• Written problem: Report how many lines in the records below contain the string "pink", treating uppercase and lowercase as different. Give only the number.

• Given entries:
┌────────

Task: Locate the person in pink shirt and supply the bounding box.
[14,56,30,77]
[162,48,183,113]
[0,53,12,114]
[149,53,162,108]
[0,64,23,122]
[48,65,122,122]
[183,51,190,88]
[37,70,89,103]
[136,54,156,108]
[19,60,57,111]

└────────

• Answer below: 1